**WHAT TO WORK ON**
All of the entries below should be returned verbatim, apart from the pictures.
···
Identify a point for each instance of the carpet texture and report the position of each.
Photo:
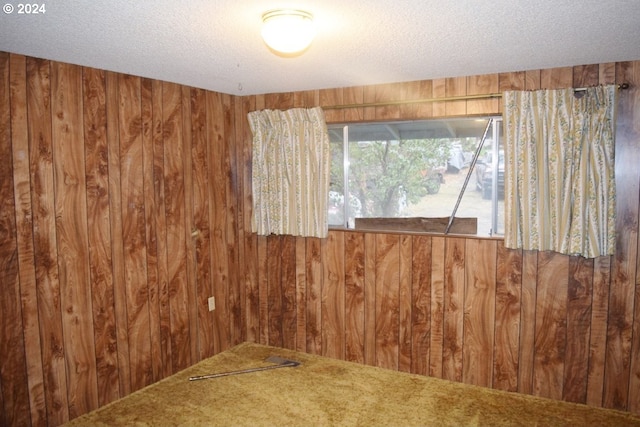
(328, 392)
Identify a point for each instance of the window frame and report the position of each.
(494, 136)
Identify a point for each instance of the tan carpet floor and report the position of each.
(328, 392)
···
**SOLUTION FOR THIS PROBLEM**
Identify a point for each instance of the carpet texture and report the position of each.
Photo:
(328, 392)
Identify a point for each instance of the window frame and report the position of each.
(494, 136)
Identify a point for each instance of the tan carpet floor and report the position of each.
(328, 392)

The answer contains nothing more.